• YOUR OBJECTIVE
Retype each of the following lines exactly as it appears.

• LISTED ENTRIES
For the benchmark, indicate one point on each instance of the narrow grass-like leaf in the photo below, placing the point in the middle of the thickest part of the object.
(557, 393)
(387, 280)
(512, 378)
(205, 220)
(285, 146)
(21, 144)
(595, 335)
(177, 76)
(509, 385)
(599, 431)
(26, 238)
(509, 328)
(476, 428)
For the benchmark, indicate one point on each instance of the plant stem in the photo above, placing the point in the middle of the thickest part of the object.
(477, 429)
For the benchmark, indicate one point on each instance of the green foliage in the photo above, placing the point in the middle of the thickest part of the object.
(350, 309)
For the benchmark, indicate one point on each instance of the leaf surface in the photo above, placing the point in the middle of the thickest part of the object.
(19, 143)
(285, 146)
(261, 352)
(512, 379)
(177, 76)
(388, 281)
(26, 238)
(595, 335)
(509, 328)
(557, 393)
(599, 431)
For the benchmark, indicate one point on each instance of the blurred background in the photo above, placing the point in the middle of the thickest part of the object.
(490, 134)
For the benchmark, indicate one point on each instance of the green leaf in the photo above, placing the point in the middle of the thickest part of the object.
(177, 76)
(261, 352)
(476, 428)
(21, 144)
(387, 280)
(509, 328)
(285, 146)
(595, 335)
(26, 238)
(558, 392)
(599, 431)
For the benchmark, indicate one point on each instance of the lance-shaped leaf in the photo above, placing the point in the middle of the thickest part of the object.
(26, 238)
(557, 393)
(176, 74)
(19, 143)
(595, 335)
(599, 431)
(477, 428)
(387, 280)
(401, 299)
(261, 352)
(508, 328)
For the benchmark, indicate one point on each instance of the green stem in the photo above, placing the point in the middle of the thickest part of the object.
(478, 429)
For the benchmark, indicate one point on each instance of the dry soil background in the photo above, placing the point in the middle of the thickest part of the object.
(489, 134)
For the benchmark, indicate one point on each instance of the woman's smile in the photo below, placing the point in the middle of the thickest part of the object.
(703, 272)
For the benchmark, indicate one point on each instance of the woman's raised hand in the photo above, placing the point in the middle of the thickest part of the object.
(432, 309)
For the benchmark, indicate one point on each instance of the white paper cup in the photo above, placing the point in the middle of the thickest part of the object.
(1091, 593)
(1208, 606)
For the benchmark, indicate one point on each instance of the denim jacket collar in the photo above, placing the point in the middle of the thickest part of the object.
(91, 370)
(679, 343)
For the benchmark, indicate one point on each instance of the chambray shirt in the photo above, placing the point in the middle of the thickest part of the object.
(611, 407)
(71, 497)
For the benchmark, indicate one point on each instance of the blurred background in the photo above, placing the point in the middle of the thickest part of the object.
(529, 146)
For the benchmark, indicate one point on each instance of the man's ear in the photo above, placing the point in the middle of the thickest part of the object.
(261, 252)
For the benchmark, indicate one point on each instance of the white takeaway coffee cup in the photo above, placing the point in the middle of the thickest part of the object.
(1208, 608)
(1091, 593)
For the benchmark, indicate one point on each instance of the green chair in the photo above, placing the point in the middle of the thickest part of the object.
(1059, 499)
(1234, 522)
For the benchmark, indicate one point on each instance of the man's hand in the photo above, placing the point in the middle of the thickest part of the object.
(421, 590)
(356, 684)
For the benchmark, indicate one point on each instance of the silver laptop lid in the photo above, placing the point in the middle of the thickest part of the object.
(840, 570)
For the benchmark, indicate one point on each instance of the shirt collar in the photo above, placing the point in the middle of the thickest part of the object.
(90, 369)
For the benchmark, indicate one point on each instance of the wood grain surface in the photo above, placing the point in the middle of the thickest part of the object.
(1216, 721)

• TASK ANSWER
For the benchmark, indicate one point on each instance of the narrow grass-like leaf in the photo below, placing the point in the middle of the thickest part of the object.
(557, 393)
(387, 280)
(512, 378)
(205, 220)
(285, 146)
(21, 144)
(595, 335)
(177, 76)
(509, 385)
(599, 431)
(26, 238)
(509, 328)
(476, 428)
For the benchmark, indicate one point on each instance of the plant stem in the photo above, placing the point in the middle of the thickest part of the object.
(477, 429)
For the benchmark, indicate one point on each instance of the green foliage in the photo above, placing the point in the middle of the thickest part of the object.
(350, 309)
For the benchmark, indicate one point on each instance of the leaf surface in the photo above, placing the point in the middle of the thickest part of the object.
(19, 143)
(285, 146)
(261, 352)
(512, 379)
(177, 76)
(388, 281)
(26, 238)
(595, 335)
(509, 328)
(557, 393)
(599, 431)
For the benchmark, indicate one point on each instance of the blurred background in the photo above, placing the point in the middle of the thickest part of the object.
(490, 134)
For the benchmark, indicate one point on each instance of the green leaf in the photo above, placing the point in the middle of the thickest part of the object.
(177, 76)
(261, 352)
(476, 428)
(21, 144)
(387, 280)
(509, 328)
(285, 146)
(595, 335)
(26, 238)
(558, 392)
(599, 431)
For the benchmark, indicate one point on each instance of the lance-shaped leaf in the photo above, placing the point in the middle of the thickest part of the object.
(26, 238)
(557, 393)
(176, 74)
(19, 143)
(595, 335)
(599, 431)
(477, 428)
(387, 280)
(401, 299)
(261, 352)
(508, 328)
For the benchmark, indicate one point on each instance of the green stem in the photo above, placing the point in the middle of the thickest part of the object.
(478, 429)
For the benchmark, indicate one point on each instance of the dry soil background in the photo above, placing the point in the middle of the thickest part of the object.
(489, 134)
For the benchmark, indicate one point on each instance of the woman's smile in the photo below, placing the point in the middle of the thickest part of the object.
(703, 272)
For the benchmark, indicate one point on each instance of the woman's raised hand in the photo above, placing the point in the middle of the thickest part of the object.
(432, 309)
For the benchmark, indicate one point on each instance of the white paper cup in the photo above, placing the point in the middle of the thickest part of the object.
(1091, 593)
(1208, 606)
For the benchmark, indicate one point on each instance of the denim jacket collar in the photo above, placing the point in the middle of the thickest part of the object.
(91, 370)
(679, 343)
For the benchmark, indicate one point on each instance of the chambray shirt in the photo above, placing the point in the middle of the thickest part of the object.
(611, 407)
(71, 497)
For the benchmark, indicate one point on each instance of the blurred background in the photo above, placing the point in the middle of the thickest part of the object.
(529, 146)
For the benchmark, indicate one point on each instance of the man's ear in the photo above, placing the point in the middle of the thickest part of the object.
(261, 252)
For the benchmark, indicate one point on each instance of the white takeaway coffee cup in the photo above, placing the point in the middle of the thickest part of the object.
(1208, 608)
(1091, 593)
For the benchmark, indicate one point on each instance of the green chair in the photo above, placing the point in the middle of the thickest part of the object.
(1059, 499)
(1234, 522)
For the benchmark, indicate one point on each instance of the man's hand in the photo above, placing the point in the middle of the thickest part of the object.
(421, 590)
(356, 684)
For the benchmark, indicate one point on each instance of the silver laptop lid in the photo above, placing the point in the middle of the thickest part of the object.
(840, 570)
For the benchmark, indicate one point on each instance of the shirt collar in the photo above, placing the point in the middle of the thickest part of the object.
(90, 369)
For the benchmark, indicate one point on each instance of the wood grain surface in the photo above, placing the point in the middle of the thickest part of the object.
(1216, 721)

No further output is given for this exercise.